WHAT YOU HAVE TO DO — The range runs from the line containing "Query: forested hillside" to the last line of the entries. Copy that range exactly, omitting pictures.

RECORDS TO PROCESS —
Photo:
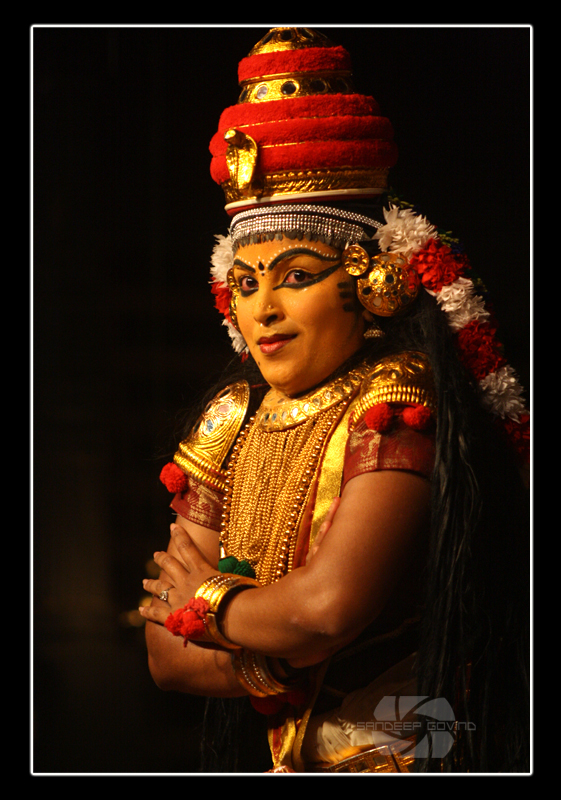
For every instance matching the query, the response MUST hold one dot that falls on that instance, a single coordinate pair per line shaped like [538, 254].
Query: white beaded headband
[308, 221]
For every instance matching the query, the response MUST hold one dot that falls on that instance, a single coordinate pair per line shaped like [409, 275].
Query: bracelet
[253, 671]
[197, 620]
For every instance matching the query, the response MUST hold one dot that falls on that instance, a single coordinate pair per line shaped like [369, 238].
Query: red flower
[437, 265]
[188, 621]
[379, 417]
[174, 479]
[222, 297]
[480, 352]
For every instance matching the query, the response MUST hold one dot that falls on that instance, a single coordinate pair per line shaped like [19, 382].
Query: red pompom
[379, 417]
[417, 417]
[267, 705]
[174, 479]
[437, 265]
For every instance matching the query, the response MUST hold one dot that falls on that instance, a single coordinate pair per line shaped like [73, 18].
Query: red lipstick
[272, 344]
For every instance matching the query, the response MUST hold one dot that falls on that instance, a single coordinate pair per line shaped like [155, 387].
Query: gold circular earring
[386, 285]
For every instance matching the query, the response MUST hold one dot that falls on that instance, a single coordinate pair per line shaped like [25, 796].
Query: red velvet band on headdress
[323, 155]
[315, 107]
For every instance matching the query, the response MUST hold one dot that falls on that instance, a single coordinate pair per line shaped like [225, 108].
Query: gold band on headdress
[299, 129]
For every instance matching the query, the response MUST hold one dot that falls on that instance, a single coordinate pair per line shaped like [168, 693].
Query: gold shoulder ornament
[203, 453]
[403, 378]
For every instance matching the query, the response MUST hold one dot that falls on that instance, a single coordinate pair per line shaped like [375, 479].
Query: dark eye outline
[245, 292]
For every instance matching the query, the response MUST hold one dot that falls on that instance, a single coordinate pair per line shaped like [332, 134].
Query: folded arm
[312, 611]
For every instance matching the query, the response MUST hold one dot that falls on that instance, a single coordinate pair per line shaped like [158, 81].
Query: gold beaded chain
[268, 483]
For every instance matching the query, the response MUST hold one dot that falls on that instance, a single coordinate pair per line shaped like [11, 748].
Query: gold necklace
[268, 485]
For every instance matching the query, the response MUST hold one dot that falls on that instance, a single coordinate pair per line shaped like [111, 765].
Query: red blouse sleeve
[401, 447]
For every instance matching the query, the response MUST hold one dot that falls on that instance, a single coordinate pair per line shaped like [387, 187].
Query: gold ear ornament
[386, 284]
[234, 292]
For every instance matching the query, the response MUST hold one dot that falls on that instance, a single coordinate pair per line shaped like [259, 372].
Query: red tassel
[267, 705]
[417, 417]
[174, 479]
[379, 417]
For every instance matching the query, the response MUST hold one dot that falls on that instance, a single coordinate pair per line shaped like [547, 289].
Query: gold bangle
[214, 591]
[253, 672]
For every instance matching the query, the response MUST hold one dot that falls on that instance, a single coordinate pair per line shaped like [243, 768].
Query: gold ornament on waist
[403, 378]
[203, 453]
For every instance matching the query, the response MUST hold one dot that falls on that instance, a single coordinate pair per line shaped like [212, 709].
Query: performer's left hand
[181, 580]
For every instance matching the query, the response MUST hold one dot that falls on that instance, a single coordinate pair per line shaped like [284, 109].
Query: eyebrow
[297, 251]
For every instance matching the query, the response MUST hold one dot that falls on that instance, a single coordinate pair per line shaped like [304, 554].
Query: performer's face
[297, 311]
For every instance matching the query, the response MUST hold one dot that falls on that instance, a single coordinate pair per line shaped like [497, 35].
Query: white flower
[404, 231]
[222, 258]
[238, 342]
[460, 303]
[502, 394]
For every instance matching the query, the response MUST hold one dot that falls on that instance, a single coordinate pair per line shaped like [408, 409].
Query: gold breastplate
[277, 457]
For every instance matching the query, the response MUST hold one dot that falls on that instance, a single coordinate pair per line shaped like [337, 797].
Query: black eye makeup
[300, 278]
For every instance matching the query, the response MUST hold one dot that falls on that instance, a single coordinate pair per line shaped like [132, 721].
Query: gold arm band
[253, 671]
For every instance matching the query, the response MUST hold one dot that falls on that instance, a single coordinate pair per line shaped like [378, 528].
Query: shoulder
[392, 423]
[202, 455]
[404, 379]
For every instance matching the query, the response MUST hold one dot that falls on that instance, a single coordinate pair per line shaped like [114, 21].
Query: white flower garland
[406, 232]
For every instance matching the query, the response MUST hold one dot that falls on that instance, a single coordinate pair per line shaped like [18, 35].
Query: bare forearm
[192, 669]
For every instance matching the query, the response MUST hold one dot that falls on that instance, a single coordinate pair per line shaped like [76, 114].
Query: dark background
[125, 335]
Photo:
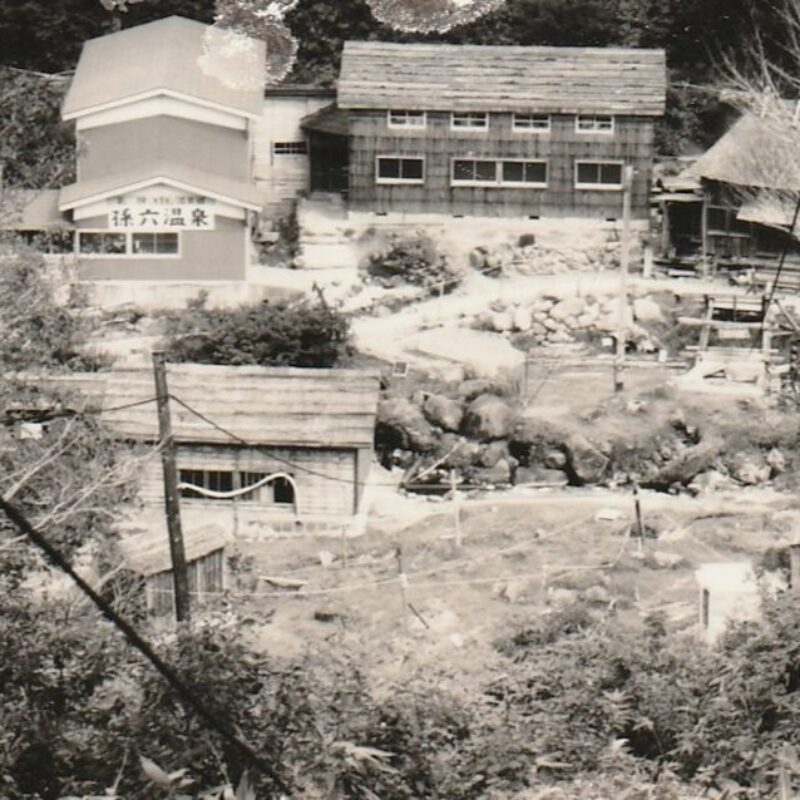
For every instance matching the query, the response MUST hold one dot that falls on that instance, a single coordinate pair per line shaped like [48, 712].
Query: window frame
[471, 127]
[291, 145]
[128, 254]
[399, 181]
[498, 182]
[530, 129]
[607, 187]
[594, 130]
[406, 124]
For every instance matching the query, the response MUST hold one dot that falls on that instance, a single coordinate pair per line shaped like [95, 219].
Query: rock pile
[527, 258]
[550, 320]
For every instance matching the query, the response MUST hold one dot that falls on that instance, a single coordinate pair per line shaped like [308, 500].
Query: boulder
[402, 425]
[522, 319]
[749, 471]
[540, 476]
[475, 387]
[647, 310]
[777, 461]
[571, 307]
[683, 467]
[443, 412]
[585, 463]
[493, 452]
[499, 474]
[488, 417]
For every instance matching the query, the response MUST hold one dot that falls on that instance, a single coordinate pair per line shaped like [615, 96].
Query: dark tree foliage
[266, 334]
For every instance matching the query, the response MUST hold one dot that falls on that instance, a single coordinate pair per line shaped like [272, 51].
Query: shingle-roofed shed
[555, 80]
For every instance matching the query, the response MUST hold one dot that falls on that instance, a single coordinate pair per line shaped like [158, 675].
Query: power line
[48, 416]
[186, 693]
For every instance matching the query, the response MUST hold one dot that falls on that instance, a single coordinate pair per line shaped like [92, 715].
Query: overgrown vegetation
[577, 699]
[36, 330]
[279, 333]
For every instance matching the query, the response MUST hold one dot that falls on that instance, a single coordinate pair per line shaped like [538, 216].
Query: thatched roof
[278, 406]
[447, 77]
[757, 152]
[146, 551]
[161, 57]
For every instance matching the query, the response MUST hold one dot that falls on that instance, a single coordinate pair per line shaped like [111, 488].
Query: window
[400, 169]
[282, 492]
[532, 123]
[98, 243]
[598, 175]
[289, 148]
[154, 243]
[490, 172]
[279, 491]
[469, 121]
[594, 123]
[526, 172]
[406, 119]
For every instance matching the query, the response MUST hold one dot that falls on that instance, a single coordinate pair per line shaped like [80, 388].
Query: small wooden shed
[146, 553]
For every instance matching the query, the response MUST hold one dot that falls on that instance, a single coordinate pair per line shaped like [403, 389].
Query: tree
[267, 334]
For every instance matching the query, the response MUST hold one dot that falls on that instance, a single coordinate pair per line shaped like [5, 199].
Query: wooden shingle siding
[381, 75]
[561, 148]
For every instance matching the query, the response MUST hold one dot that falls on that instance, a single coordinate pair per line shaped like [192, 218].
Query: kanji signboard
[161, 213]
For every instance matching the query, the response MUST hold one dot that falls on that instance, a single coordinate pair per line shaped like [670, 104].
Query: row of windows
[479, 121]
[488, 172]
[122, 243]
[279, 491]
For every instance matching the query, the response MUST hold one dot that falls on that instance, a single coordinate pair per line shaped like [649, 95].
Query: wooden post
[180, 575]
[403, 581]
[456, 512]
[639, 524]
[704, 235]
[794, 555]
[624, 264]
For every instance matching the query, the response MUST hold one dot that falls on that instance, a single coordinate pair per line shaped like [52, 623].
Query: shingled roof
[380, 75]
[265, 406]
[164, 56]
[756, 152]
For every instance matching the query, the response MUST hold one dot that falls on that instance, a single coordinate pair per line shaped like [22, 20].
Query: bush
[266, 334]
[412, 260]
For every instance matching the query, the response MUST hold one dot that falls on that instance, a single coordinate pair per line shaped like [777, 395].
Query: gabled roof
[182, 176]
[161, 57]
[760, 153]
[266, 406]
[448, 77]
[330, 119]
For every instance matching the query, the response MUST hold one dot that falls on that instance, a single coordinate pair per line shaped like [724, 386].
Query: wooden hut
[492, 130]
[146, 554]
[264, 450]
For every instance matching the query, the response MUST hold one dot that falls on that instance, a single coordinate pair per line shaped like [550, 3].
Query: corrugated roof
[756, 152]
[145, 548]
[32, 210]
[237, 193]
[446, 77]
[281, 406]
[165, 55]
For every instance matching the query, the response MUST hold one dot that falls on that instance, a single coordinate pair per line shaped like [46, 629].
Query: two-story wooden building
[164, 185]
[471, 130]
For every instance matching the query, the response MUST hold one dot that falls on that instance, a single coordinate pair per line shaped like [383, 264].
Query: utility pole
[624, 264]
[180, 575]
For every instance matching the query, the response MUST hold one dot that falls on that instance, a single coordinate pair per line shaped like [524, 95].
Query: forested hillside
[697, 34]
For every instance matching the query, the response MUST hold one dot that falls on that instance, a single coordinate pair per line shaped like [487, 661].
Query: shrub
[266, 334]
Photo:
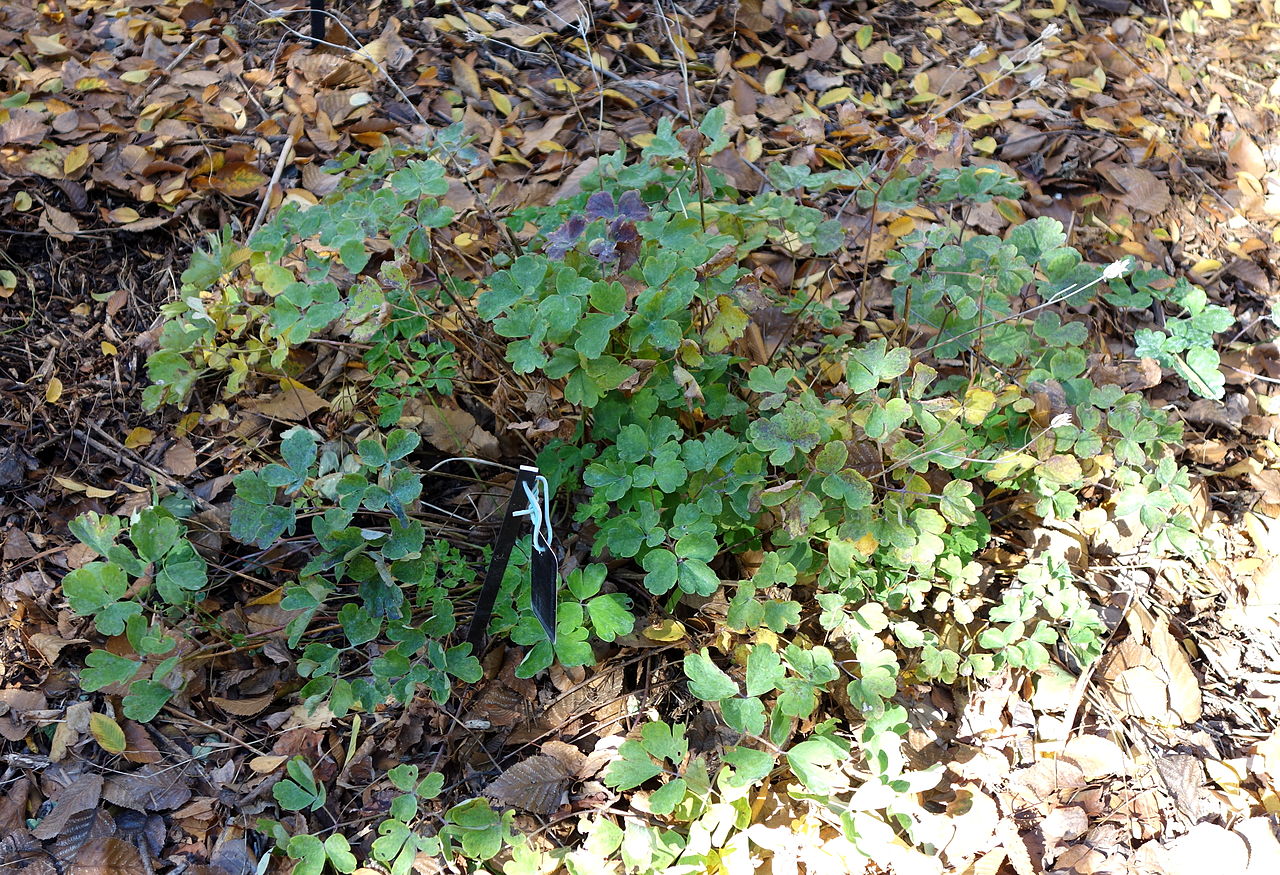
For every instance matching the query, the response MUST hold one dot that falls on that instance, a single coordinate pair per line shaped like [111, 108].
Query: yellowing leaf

ANSWER BOX —
Query: forested hillside
[697, 34]
For every instance matching the query, the response MUST hold one dot that falls on that instance, a single coordinate pair per line shaped like [487, 661].
Query: shrub
[266, 334]
Photo:
For every instance matching the query, the response MUST hold one dot that falls on that instance, a single coordinate pair per line shaped like [111, 108].
Query: yellowing leaf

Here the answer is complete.